Written exercise. Pick out every line in the data below that contains the word "leaf" and copy each of those lines unchanged.

Record extracts.
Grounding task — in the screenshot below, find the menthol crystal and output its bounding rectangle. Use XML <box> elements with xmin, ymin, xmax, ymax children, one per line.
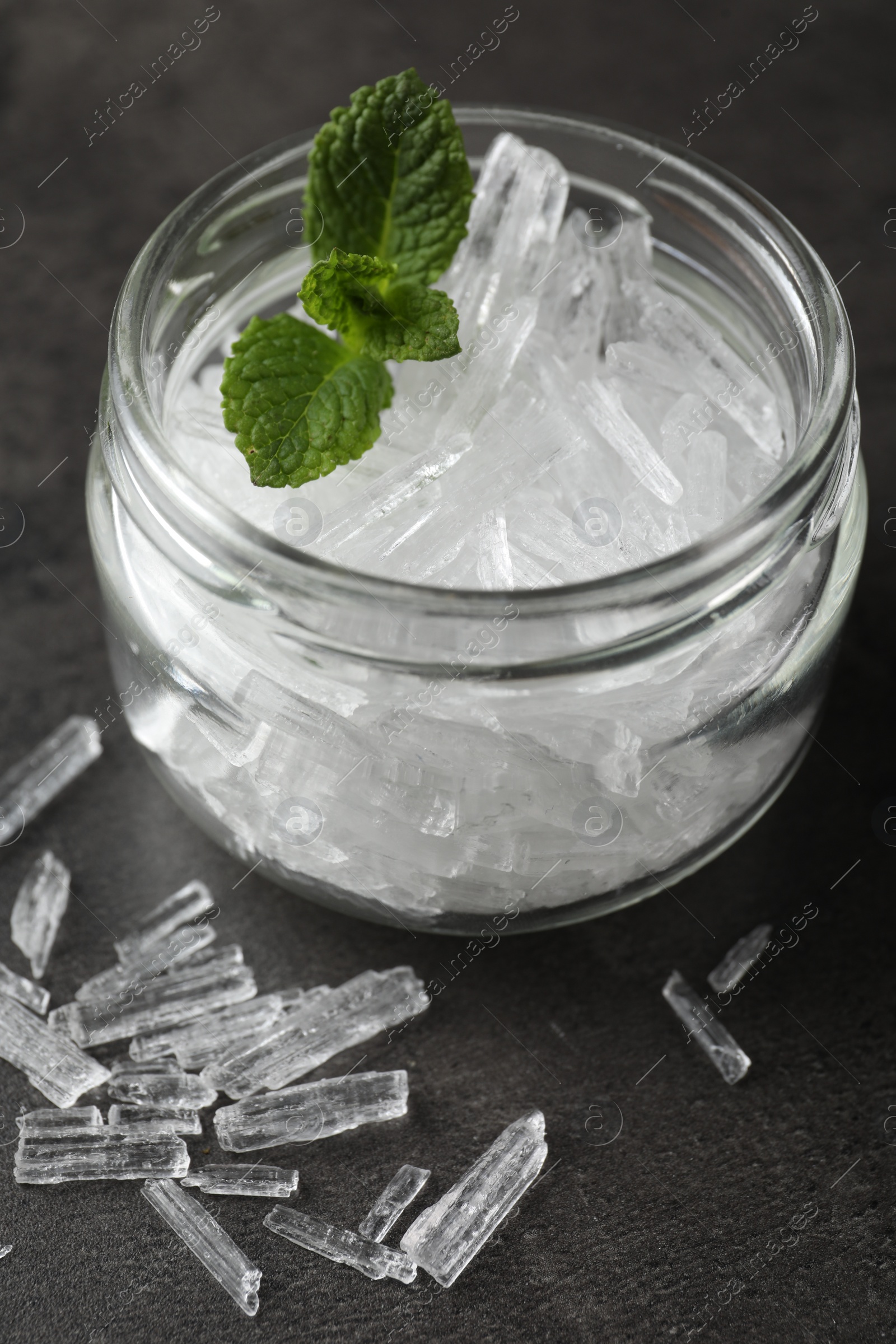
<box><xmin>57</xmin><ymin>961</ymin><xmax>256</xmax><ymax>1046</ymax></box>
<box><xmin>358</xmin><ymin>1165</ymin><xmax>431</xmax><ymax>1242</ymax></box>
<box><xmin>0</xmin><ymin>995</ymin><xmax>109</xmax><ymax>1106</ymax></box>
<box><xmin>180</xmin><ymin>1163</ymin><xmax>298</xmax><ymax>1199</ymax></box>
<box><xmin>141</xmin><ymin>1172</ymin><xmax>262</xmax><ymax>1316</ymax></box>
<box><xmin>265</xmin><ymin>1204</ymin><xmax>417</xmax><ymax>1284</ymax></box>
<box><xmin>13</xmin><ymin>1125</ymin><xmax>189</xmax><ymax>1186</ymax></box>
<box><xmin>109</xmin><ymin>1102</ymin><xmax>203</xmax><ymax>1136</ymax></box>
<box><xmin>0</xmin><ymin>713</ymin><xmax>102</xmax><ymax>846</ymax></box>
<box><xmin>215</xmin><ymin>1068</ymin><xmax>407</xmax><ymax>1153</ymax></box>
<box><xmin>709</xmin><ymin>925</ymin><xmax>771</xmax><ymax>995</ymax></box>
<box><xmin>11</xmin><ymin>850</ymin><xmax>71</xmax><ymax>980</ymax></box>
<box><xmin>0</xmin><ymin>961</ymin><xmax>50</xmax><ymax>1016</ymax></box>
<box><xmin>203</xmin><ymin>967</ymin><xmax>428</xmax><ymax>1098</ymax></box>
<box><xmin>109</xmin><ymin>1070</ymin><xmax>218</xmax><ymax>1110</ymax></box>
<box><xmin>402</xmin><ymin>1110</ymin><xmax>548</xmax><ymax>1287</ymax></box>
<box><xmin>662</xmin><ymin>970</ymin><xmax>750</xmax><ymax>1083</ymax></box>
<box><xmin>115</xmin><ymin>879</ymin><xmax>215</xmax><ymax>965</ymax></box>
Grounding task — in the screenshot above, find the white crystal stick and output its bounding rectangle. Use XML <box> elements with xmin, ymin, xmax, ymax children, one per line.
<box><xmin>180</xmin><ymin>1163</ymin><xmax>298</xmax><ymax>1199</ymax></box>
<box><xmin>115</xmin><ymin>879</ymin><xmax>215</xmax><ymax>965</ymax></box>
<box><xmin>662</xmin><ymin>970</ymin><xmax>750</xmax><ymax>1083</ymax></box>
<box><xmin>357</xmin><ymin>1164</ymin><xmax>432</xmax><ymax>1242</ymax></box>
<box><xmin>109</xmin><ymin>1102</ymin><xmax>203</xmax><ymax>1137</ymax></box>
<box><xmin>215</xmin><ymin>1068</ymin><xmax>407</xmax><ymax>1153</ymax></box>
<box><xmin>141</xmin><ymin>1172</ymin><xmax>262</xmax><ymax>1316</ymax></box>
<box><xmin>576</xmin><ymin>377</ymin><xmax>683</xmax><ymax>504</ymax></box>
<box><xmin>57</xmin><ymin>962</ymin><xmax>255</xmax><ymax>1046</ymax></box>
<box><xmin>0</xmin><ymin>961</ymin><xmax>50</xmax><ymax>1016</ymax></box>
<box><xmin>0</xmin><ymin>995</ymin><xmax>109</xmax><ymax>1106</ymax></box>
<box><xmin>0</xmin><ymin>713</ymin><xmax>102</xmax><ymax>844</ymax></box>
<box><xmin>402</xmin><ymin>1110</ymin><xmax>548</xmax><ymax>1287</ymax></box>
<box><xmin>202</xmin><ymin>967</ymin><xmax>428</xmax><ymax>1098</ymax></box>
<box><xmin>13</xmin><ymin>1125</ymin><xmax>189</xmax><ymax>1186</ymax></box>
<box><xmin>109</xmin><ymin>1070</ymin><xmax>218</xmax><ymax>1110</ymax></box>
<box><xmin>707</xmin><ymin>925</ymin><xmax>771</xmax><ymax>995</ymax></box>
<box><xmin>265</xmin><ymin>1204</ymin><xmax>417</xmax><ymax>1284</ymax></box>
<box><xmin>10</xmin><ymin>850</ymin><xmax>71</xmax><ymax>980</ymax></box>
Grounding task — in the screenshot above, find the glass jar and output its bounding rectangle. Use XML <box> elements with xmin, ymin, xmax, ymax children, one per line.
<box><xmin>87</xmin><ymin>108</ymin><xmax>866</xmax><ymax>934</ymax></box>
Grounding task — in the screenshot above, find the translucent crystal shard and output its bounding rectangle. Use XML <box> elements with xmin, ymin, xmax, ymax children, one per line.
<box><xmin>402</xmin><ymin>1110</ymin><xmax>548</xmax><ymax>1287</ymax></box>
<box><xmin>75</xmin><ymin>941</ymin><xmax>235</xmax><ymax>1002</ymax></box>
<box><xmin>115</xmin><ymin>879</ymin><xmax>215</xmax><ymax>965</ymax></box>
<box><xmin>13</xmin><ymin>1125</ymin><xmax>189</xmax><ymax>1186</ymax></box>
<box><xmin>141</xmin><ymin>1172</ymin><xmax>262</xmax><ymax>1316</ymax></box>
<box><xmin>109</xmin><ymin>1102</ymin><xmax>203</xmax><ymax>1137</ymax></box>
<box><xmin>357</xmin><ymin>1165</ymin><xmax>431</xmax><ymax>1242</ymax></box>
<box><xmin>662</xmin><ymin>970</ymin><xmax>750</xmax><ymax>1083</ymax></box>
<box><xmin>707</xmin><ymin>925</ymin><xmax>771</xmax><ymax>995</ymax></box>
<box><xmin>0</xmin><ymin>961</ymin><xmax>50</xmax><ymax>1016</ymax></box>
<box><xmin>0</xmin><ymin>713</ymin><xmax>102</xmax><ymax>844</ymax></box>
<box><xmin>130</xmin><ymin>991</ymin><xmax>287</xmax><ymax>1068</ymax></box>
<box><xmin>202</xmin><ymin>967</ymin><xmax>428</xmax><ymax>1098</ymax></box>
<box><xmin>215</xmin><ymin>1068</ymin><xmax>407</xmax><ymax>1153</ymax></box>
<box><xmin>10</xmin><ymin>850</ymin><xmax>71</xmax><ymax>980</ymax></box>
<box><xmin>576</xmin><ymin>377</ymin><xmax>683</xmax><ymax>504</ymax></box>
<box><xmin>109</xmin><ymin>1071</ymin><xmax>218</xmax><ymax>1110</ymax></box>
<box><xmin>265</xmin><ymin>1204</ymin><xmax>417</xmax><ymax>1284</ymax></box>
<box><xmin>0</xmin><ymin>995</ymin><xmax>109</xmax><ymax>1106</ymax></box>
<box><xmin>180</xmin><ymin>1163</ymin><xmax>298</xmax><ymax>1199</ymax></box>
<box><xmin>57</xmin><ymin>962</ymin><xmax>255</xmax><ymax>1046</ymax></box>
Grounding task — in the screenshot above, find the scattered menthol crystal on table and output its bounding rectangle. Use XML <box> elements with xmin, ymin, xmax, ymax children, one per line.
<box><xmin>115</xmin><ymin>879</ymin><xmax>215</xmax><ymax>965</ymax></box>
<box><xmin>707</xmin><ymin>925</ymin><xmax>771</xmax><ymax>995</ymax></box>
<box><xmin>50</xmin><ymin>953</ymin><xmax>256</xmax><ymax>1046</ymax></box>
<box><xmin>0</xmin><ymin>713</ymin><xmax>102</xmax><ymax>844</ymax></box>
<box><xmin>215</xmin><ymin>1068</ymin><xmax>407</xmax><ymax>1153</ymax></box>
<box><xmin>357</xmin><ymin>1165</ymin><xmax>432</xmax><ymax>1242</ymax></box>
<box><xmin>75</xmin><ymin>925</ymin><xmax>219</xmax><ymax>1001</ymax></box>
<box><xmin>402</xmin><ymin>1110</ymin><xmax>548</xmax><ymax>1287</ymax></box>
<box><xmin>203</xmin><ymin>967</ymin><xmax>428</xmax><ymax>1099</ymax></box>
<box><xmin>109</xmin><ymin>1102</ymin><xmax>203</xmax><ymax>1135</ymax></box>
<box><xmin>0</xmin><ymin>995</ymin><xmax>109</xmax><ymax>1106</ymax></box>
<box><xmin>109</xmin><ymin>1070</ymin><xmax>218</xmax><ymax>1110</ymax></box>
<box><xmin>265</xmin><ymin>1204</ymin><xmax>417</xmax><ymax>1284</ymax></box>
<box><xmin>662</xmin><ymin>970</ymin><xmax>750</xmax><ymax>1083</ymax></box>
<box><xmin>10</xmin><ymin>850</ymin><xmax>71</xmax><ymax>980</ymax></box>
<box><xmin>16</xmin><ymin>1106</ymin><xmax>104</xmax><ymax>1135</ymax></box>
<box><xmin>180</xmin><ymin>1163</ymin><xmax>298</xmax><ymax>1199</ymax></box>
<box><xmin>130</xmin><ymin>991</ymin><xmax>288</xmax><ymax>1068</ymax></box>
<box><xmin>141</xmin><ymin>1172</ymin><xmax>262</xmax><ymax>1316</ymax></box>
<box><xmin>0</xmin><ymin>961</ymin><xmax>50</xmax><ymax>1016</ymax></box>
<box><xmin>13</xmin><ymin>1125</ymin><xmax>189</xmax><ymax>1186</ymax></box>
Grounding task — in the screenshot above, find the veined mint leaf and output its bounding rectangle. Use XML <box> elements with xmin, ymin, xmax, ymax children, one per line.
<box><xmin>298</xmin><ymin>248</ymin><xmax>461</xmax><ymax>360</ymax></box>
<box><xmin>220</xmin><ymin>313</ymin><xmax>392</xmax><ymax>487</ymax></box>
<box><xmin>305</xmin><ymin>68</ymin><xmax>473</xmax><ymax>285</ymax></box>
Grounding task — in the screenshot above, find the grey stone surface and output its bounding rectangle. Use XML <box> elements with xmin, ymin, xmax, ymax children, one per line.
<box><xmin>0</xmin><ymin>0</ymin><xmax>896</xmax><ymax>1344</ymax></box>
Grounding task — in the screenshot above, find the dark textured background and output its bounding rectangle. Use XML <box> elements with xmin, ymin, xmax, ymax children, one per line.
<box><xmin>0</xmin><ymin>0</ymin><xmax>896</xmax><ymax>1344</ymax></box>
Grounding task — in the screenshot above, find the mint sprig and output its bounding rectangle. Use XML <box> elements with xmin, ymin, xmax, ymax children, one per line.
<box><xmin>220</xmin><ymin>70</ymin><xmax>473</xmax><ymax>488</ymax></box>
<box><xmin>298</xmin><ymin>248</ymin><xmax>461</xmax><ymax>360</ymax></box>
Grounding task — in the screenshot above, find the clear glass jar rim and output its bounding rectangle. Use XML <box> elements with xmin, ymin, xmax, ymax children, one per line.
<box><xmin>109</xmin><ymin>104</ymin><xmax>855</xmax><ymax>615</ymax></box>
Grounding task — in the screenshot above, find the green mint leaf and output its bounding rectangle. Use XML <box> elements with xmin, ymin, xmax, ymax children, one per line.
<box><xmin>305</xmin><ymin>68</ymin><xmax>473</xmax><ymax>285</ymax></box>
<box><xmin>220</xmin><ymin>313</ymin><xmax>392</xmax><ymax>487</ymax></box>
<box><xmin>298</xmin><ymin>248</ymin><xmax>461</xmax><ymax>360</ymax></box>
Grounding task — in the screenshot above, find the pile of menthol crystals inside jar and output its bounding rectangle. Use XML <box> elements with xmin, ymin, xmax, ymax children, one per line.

Result for this task.
Grounding task — in the screenshot above, find the veined mint leaf and output its bounding rectangle. Use XML <box> elements with xmin, ymin, xmax, ymax children, one per line.
Grounding task — in the screenshot above, find the green mint leaf and output its bounding rectangle. Use XML <box> elements with xmin, ymin, xmax, ymax children, one per line.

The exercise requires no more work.